*Aim of the exercise*. Locate the line with "Mark a point on each instance of the white vinyl" in the material. Copy that line and each one after it, through the last, exactly and with nothing else.

*Given information*.
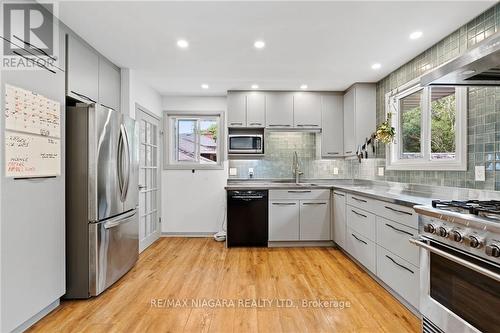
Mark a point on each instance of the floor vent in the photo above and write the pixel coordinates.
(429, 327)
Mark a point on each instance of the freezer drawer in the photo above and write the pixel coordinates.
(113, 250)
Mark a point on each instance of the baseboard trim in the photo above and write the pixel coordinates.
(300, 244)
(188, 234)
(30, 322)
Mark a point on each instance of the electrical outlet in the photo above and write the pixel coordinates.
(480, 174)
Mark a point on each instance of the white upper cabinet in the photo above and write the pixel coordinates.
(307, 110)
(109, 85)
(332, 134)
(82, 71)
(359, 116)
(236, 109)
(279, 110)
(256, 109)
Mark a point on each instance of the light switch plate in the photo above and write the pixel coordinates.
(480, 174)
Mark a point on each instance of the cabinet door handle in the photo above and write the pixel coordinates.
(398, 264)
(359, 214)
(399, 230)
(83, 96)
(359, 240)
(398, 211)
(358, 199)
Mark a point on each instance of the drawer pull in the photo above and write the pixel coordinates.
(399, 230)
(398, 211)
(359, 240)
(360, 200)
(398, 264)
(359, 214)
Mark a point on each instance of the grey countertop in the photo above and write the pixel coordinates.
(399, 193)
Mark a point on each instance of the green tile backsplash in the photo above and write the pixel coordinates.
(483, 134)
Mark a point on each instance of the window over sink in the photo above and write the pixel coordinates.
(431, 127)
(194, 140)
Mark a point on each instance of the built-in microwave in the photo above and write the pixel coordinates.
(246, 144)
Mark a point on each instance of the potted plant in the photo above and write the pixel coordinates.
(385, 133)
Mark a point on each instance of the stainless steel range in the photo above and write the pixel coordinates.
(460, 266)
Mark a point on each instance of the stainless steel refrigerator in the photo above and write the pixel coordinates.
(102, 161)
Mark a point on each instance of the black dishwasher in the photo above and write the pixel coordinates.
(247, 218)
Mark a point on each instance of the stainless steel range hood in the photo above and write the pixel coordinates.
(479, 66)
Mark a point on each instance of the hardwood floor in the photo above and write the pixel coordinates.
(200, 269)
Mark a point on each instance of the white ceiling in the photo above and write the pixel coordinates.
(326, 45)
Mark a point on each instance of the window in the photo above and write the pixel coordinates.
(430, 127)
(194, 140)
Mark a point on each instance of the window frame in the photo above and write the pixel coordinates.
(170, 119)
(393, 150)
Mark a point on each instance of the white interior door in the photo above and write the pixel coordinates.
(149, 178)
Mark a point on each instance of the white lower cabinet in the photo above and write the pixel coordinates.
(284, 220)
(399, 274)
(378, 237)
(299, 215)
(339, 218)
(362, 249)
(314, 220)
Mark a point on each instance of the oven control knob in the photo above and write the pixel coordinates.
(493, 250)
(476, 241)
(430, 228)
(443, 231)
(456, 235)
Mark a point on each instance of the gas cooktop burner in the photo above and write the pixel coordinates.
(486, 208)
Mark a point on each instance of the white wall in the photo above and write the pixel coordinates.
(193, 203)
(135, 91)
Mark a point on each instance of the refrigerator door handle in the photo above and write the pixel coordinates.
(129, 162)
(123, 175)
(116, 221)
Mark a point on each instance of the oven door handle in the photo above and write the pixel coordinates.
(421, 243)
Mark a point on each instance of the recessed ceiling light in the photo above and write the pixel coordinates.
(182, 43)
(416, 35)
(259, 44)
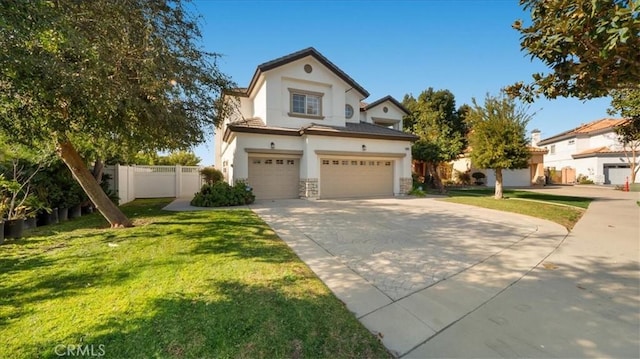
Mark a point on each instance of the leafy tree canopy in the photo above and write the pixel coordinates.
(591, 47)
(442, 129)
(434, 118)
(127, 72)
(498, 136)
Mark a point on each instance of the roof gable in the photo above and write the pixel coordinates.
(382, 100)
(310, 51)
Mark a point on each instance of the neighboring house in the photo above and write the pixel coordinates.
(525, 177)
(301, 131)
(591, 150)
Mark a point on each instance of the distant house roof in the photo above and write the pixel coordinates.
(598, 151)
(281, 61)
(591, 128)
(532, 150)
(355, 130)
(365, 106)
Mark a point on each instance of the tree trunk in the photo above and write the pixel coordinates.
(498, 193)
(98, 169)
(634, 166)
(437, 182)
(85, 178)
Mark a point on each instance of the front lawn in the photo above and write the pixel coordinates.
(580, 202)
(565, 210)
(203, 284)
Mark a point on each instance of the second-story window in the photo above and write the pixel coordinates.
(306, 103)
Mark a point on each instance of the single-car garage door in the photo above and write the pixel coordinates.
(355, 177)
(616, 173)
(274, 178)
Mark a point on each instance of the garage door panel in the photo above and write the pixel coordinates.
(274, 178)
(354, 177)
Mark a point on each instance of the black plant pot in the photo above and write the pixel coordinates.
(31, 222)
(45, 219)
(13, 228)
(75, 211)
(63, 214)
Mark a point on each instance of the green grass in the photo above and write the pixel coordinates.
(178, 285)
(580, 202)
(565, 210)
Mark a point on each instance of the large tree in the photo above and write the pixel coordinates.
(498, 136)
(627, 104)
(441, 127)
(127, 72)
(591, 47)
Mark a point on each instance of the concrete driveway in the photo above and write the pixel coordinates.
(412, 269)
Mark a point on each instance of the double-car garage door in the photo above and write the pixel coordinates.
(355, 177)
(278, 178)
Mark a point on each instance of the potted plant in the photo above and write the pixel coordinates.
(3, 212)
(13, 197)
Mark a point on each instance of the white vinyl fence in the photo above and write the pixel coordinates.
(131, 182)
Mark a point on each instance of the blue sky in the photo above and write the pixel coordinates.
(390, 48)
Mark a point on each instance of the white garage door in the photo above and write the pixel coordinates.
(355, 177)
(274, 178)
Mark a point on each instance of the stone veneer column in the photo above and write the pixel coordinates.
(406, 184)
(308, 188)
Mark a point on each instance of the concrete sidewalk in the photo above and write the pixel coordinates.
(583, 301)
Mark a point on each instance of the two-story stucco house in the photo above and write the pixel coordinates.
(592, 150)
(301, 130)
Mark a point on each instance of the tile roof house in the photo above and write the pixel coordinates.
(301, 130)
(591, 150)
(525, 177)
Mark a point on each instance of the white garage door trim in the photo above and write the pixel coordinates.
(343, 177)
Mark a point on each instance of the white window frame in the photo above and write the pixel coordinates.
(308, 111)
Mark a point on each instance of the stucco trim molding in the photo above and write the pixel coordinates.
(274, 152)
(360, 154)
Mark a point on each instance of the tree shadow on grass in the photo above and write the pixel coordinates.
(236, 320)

*Reply*.
Mark a point on each instance of the white vinyl fence in the photo above and write the pixel coordinates.
(131, 182)
Mark a point on each instance of the blue sky in the photo above and write the pixel coordinates.
(390, 48)
Mark a point on each instance of the white garage door in the photo above and write the pixel coordinates.
(355, 177)
(274, 178)
Mark a point on each instance of the stone veneer column in the photo above and write the pixel coordinates.
(406, 184)
(308, 188)
Mark a point on each instance of the concrete sidewalk in the photo above and write the pixel coordinates.
(583, 301)
Mark a point on each instance of the two-story stucco house in the photo above and write the pixel coordinates.
(592, 150)
(301, 130)
Mark a point on each instance of the tile roof house in the photo above and write the pixel coordinates.
(301, 130)
(591, 150)
(525, 177)
Mark a point on each instance of the white garage door trim in the photo above and write the pixel coordinates.
(343, 177)
Mark a point on each instance of the white window frame in the photo above and write the pixel coordinates.
(308, 111)
Mark a point on each instance of the stucco trim molding in the photo above and write the pixel coordinates.
(274, 152)
(360, 154)
Mark a point on each instance of the tree shadow on grass in the photo above and write the pixel coordinates.
(236, 320)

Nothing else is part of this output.